What the task asks: Give each entry back by retyping it exactly as written.

Record extracts:
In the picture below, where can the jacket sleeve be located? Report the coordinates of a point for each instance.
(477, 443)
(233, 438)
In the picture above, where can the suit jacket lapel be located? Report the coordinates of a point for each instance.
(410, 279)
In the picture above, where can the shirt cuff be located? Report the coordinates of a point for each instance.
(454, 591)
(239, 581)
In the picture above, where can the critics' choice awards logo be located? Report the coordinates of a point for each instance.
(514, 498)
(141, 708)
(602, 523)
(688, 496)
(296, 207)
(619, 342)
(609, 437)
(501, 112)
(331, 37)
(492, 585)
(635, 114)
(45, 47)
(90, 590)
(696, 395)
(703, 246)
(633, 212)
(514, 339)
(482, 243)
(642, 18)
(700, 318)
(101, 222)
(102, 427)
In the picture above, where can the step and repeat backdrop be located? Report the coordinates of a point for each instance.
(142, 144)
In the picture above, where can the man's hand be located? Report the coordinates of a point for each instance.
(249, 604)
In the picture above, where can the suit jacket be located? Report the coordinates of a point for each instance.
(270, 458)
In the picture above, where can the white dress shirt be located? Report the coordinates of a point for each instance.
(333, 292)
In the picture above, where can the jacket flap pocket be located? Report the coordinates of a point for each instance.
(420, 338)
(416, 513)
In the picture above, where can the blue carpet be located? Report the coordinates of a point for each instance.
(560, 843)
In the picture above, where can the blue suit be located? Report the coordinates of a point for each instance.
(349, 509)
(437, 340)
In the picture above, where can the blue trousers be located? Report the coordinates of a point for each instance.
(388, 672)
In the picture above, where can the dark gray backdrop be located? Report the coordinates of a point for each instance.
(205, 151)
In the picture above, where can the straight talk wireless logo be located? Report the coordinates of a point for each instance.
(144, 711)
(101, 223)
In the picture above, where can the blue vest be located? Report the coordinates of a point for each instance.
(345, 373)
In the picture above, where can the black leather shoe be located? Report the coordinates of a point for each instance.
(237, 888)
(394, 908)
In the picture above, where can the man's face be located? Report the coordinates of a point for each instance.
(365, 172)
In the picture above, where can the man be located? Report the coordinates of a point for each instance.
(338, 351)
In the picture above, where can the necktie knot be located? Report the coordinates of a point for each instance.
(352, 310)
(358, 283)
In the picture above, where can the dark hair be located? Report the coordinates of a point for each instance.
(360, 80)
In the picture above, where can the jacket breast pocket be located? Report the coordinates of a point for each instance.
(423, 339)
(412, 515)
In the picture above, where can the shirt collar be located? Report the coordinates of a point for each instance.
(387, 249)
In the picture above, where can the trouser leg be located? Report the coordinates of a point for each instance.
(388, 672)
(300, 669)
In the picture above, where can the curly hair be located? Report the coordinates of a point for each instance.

Finished task:
In the picture below, where can the jacket sleeve be located? Report the coordinates of a point for each instance.
(477, 443)
(233, 438)
In the picture above, where can the suit jacket lapel be located? Report the coordinates of a point for each instance.
(410, 279)
In the picture above, where can the shirt cuff be located? Report the coordinates of a point for each instance.
(454, 591)
(239, 581)
In the picture above, where can the critics' choice awards logo be located? Report the coordinates of a point for each instance.
(514, 498)
(141, 708)
(602, 523)
(688, 496)
(296, 207)
(619, 342)
(609, 437)
(501, 112)
(331, 37)
(492, 585)
(635, 114)
(45, 47)
(90, 590)
(696, 395)
(703, 246)
(633, 212)
(514, 339)
(482, 243)
(642, 18)
(700, 318)
(101, 222)
(102, 427)
In the picture above, where can the step and repeat backdrop be located? Report the coordinates of a point for each instance.
(142, 144)
In the picture above, where can the man's hand be located? Report the coordinates of a point for each instance.
(249, 604)
In the picture above, where can the suit jacket be located? Report the coordinates of a point for each instance.
(270, 458)
In the picture above, where can the white dress shirt be located? Report the coordinates of a point for each instance.
(333, 292)
In the picture above, where can the jacket flap pocket be located? Report the coordinates of a point for each instance.
(420, 338)
(416, 513)
In the picture above, where can the blue carpet be located? Report the coordinates of a point for each instance.
(560, 843)
In the picture above, where can the blue suit be located? Report the coordinates of a point for each instance.
(349, 509)
(437, 340)
In the picture above, where can the blue trousers be located? Report the coordinates of a point for each instance.
(388, 672)
In the picture above, where can the dark gray backdrop be located? Report the coordinates of a point for each instance.
(205, 151)
In the picture above, where can the straight talk wireless logo be located? Report the coordinates of a point for each instance.
(144, 711)
(101, 223)
In the picture above, where can the blue vest be located? Report the coordinates of a point for each instance.
(345, 373)
In the picture above, where can the black leather shoe be located? Report the coordinates of a point for each instance.
(237, 888)
(394, 908)
In the picture above, where can the man's face be located? Report the coordinates of a point for each instance.
(365, 172)
In the picture above, where can the man be located? Report the coordinates of a point for each instance.
(338, 351)
In the picture above, where can the necktie knot be located? Report the coordinates of a point for each instance.
(352, 310)
(358, 283)
In the picture above, where can the dark hair be located? Report the coordinates of a point for each instance.
(360, 80)
In the picture above, where can the jacket breast pocket be located? Report the coordinates of a point for each instance.
(423, 339)
(412, 515)
In the picture above, where can the shirt collar be located? Report the coordinates of a point for each instance.
(387, 249)
In the picture above, where can the trouser leg be located? Report the coordinates of a point for each instance.
(388, 672)
(300, 669)
In the picture above, where can the curly hair be located? Report the coordinates of a point for each instance.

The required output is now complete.